**WHAT IS EXPECTED**
Copy out the material below word for word, preserving every line in its original order and form.

══ RECORDED DATA ══

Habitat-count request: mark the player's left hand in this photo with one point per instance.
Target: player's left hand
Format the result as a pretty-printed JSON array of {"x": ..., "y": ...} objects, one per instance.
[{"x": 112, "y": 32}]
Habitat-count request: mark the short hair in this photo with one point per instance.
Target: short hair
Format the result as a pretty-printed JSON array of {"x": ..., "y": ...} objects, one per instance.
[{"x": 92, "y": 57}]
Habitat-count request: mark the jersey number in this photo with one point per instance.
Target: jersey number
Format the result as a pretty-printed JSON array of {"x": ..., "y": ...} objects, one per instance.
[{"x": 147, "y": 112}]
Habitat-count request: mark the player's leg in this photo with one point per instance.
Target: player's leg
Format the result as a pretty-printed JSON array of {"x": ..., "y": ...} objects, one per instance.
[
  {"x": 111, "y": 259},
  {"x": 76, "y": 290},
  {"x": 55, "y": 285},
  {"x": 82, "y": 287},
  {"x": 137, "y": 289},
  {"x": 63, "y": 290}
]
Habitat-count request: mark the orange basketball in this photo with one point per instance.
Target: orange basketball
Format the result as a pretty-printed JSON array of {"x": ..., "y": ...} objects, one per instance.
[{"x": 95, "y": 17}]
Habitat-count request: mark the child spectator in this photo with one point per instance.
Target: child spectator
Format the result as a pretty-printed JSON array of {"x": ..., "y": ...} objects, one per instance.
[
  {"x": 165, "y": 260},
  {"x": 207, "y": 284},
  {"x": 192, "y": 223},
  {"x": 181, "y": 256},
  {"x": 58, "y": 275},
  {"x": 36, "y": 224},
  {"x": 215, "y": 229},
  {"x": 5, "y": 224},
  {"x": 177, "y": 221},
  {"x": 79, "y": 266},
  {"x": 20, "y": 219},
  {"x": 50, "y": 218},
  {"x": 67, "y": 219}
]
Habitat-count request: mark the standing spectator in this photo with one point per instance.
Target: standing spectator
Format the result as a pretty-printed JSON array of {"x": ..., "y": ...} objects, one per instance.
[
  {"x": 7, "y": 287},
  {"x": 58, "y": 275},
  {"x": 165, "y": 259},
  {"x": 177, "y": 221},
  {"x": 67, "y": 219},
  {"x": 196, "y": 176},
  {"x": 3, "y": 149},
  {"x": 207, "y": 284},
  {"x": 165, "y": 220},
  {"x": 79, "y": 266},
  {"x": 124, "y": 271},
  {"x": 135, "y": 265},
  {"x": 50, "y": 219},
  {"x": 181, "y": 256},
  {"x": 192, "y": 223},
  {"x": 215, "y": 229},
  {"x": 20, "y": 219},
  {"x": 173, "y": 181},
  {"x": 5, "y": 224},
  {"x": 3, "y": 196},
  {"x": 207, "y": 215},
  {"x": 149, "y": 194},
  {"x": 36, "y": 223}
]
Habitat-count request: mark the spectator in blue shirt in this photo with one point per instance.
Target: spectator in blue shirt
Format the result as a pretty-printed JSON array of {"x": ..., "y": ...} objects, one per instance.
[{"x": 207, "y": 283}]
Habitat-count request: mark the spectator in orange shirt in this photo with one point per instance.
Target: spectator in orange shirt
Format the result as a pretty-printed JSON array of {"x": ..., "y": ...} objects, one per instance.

═══

**RESULT OF THE TASK**
Habitat-count request: mark the player's left hand in this photo with one point per instance.
Target: player's left hand
Format the result as a pretty-printed JSON array of {"x": ..., "y": ...} objects, one per instance.
[{"x": 112, "y": 32}]
Habitat-count request: mark the short hair in this photo with one point per instance.
Target: short hair
Format the result as a pretty-printed JSON array of {"x": ..., "y": ...} objects, one per instance.
[{"x": 92, "y": 57}]
Habitat-count request: mark the jersey number in this photo with one point per instance.
Target: jersey number
Format the result as a pretty-printed JSON array of {"x": ..., "y": ...} objects, one per instance.
[{"x": 147, "y": 112}]
Habitat-count request: mark the player's leg in this photo with one point per instance.
Target: player's leg
Format the result as a pretty-printed JSON array of {"x": ..., "y": ...} objects, one per instance.
[
  {"x": 111, "y": 259},
  {"x": 76, "y": 290},
  {"x": 55, "y": 285},
  {"x": 82, "y": 287},
  {"x": 137, "y": 289},
  {"x": 63, "y": 290}
]
Habitat-count request: mark the orange basketball in this photo with one point per instance.
Target: orange basketball
Format the result as a pretty-printed JSON array of {"x": ..., "y": ...} objects, one per instance.
[{"x": 95, "y": 17}]
Habitat-count request: mark the child spectator in this photo with one point per instance.
Target: child spectator
Format the result as a pretty-printed JSON array of {"x": ..., "y": ...} objects, one per instance.
[
  {"x": 165, "y": 260},
  {"x": 207, "y": 284},
  {"x": 192, "y": 223},
  {"x": 181, "y": 256},
  {"x": 58, "y": 275},
  {"x": 36, "y": 224},
  {"x": 215, "y": 229},
  {"x": 5, "y": 224},
  {"x": 177, "y": 221},
  {"x": 79, "y": 266},
  {"x": 20, "y": 219},
  {"x": 50, "y": 218},
  {"x": 67, "y": 219}
]
Habitat-count request: mark the standing spectator in this photo with one point per instance.
Target: standing spectator
Format the result as a pretty-printed JSON array of {"x": ..., "y": ...} objects, one per instance.
[
  {"x": 7, "y": 287},
  {"x": 58, "y": 275},
  {"x": 165, "y": 259},
  {"x": 177, "y": 221},
  {"x": 67, "y": 219},
  {"x": 196, "y": 176},
  {"x": 3, "y": 149},
  {"x": 207, "y": 284},
  {"x": 165, "y": 220},
  {"x": 79, "y": 266},
  {"x": 124, "y": 271},
  {"x": 135, "y": 265},
  {"x": 50, "y": 219},
  {"x": 181, "y": 256},
  {"x": 192, "y": 223},
  {"x": 215, "y": 229},
  {"x": 20, "y": 219},
  {"x": 173, "y": 181},
  {"x": 5, "y": 224},
  {"x": 3, "y": 196},
  {"x": 207, "y": 215},
  {"x": 149, "y": 194},
  {"x": 36, "y": 223}
]
Habitat-count request: mark the spectator in blue shirt in this photo with one point per instance.
Target: spectator in blue shirt
Format the result as a pretty-printed JSON array of {"x": ..., "y": ...} objects, one per instance.
[{"x": 207, "y": 283}]
Habitat-count request: mark the spectator in orange shirt in this photo with one point per instance.
Target: spectator in orange shirt
Format the result as a pretty-printed JSON array of {"x": ..., "y": ...} objects, one per instance.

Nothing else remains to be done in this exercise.